┌─ Raw records

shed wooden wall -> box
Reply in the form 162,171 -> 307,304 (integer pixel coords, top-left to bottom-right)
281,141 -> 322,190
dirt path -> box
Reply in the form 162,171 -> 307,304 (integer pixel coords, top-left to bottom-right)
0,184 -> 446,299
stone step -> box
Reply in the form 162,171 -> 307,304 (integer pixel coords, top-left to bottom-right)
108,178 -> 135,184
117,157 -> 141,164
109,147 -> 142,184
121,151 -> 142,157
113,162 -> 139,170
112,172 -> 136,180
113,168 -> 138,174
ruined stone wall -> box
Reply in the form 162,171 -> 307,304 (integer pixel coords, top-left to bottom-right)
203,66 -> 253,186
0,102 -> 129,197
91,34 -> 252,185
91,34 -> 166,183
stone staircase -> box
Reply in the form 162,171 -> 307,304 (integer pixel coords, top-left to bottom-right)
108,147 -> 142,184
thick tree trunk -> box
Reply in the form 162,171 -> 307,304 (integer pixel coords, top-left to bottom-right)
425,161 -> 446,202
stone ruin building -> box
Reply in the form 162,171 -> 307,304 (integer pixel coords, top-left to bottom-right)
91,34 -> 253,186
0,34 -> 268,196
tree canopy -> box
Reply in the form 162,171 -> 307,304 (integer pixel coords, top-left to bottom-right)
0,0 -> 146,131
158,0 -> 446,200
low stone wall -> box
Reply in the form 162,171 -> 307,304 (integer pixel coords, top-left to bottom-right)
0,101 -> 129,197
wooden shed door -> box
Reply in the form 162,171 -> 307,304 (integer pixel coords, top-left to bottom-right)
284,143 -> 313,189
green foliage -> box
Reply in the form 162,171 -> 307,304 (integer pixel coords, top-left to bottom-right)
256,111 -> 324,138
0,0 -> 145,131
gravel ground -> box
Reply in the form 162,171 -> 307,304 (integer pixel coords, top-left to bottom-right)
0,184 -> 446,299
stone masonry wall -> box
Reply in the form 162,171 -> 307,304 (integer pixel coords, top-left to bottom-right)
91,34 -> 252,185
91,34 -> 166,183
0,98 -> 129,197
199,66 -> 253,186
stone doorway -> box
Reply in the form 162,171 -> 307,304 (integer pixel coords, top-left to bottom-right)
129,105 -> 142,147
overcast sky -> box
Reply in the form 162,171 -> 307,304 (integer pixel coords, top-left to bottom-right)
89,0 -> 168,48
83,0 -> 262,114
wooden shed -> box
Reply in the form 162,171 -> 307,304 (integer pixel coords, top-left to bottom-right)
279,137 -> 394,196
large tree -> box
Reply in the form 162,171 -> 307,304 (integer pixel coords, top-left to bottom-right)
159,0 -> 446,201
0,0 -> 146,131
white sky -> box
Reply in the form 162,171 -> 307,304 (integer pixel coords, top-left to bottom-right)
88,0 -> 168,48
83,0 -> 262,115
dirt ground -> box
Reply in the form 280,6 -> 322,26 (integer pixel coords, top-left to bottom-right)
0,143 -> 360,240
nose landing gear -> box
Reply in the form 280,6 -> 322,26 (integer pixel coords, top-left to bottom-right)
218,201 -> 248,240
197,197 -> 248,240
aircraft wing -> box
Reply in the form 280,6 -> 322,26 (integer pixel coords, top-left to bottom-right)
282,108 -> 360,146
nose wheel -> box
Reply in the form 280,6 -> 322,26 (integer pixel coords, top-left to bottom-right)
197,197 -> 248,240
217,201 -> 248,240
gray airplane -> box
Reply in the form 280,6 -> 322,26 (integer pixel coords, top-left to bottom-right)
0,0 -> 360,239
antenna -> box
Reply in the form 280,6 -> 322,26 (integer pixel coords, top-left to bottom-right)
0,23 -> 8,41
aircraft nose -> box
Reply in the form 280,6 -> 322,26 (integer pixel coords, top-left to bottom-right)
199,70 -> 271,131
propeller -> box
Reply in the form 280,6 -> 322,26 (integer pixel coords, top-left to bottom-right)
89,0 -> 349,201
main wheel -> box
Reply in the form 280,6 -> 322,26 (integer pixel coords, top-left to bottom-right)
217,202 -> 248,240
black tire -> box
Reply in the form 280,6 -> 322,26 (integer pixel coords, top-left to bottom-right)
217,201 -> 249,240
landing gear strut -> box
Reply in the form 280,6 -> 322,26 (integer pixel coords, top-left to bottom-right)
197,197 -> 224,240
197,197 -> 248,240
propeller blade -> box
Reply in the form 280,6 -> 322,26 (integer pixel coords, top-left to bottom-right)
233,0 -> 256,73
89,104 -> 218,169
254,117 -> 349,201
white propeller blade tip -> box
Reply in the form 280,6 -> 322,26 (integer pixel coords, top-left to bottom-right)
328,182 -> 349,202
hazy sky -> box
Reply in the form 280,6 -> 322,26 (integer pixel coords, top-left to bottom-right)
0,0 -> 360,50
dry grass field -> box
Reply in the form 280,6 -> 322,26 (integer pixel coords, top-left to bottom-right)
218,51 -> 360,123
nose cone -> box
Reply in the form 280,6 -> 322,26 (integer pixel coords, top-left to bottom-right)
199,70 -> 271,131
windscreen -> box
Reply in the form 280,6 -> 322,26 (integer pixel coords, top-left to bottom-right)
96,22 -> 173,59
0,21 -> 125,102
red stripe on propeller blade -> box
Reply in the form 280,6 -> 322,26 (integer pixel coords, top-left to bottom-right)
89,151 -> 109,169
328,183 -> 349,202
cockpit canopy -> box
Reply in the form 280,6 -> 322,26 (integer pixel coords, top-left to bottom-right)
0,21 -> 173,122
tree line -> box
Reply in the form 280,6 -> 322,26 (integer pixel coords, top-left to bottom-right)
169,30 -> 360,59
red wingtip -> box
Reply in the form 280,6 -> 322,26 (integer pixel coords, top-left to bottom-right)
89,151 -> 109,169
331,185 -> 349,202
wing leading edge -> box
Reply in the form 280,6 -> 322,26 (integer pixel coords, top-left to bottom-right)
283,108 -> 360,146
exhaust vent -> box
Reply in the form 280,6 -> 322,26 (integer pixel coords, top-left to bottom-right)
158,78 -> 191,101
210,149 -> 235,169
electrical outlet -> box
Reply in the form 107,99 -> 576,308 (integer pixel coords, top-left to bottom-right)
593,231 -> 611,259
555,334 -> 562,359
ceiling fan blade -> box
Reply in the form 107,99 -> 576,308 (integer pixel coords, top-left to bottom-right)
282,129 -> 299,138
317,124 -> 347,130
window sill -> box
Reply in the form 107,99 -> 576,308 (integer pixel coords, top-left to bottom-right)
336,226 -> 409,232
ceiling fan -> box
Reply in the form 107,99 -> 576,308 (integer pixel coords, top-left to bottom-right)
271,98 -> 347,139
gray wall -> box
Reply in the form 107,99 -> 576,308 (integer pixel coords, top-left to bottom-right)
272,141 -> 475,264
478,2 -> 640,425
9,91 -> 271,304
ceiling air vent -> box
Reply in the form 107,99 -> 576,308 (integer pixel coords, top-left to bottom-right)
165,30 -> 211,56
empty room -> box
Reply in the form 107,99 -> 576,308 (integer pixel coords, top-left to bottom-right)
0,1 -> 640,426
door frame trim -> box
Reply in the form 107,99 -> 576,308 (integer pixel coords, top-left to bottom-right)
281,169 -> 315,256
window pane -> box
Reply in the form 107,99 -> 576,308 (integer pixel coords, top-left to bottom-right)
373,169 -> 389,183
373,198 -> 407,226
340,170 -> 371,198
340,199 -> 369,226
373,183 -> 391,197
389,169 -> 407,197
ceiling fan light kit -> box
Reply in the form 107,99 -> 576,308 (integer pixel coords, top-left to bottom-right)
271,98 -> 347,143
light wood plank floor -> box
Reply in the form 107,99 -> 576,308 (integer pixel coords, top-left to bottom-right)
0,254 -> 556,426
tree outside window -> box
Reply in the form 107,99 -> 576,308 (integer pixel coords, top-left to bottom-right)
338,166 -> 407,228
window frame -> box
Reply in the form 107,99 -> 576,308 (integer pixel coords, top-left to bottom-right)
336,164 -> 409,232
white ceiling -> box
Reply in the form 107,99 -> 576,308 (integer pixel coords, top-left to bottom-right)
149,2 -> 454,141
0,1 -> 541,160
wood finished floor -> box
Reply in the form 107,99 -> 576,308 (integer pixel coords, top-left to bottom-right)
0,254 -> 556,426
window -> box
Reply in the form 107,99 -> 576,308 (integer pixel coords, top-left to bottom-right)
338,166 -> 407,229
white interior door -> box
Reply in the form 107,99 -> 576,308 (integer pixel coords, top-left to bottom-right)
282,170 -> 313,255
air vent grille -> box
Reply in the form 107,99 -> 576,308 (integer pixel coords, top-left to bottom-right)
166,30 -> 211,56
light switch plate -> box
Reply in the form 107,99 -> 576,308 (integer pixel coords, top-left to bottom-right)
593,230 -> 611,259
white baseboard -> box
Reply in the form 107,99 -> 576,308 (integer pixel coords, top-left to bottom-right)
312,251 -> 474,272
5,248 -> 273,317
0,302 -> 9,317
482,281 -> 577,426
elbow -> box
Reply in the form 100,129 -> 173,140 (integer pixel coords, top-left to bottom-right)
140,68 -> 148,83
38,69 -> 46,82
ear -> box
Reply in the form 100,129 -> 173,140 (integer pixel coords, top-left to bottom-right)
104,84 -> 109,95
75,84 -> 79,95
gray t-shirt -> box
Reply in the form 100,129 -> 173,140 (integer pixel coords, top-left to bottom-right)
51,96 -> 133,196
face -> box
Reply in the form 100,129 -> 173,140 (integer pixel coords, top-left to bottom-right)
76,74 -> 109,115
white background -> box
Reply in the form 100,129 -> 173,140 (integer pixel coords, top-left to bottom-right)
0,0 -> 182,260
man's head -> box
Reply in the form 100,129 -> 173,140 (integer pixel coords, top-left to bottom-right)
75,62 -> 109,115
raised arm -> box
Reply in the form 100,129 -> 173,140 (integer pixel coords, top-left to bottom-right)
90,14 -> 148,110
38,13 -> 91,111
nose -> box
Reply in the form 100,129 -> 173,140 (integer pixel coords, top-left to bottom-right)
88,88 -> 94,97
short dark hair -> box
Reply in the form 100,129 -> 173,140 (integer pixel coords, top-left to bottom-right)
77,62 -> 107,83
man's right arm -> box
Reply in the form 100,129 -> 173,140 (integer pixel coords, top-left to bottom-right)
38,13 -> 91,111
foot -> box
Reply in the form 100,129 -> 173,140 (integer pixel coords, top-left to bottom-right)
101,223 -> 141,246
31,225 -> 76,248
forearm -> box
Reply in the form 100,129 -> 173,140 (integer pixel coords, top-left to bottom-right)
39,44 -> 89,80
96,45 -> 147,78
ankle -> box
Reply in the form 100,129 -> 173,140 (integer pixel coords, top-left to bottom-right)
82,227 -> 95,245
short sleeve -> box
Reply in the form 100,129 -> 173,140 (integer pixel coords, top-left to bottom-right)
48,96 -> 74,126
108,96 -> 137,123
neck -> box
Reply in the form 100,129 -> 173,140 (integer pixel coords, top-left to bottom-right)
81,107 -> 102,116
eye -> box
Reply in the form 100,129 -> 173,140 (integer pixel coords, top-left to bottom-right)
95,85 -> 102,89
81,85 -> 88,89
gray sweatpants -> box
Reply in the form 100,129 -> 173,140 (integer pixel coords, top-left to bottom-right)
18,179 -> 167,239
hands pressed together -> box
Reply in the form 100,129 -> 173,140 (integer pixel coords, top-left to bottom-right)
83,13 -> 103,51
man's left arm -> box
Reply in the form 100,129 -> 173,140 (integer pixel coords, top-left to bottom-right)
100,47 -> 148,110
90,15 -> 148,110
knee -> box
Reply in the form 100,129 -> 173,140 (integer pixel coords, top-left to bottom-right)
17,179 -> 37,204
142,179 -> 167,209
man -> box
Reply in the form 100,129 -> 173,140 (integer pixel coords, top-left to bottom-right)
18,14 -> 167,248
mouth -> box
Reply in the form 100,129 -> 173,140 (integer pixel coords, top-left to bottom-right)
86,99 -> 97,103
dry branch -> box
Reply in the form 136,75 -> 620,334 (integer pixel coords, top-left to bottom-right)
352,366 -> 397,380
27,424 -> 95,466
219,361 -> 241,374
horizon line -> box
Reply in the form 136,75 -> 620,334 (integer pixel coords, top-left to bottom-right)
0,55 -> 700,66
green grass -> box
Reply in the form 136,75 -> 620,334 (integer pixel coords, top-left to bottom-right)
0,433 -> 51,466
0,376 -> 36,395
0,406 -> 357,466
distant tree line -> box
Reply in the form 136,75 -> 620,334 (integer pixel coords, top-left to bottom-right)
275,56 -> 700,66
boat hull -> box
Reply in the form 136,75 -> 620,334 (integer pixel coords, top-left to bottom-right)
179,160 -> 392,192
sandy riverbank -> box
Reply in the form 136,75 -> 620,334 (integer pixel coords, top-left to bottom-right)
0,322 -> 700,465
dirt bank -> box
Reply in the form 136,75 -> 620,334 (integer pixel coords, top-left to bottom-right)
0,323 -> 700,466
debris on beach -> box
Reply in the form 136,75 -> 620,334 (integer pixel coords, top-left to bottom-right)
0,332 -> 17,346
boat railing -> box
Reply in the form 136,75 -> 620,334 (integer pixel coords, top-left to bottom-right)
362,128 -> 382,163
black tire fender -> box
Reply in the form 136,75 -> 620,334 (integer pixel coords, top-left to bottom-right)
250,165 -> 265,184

└─

Present the entries above as a numbered list, from the line with "red stripe on propeller blade -> box" to the line with "0,21 -> 173,122", both included. Leave out any blank lines.

1. red stripe on propeller blade -> box
2. Reply in the form 280,6 -> 322,26 (integer pixel coords, top-left to bottom-right)
3. 89,151 -> 109,169
4. 328,183 -> 349,202
5. cockpit canopy -> box
6. Reply in the form 280,6 -> 322,26 (integer pixel coords, top-left to bottom-right)
7. 0,21 -> 173,122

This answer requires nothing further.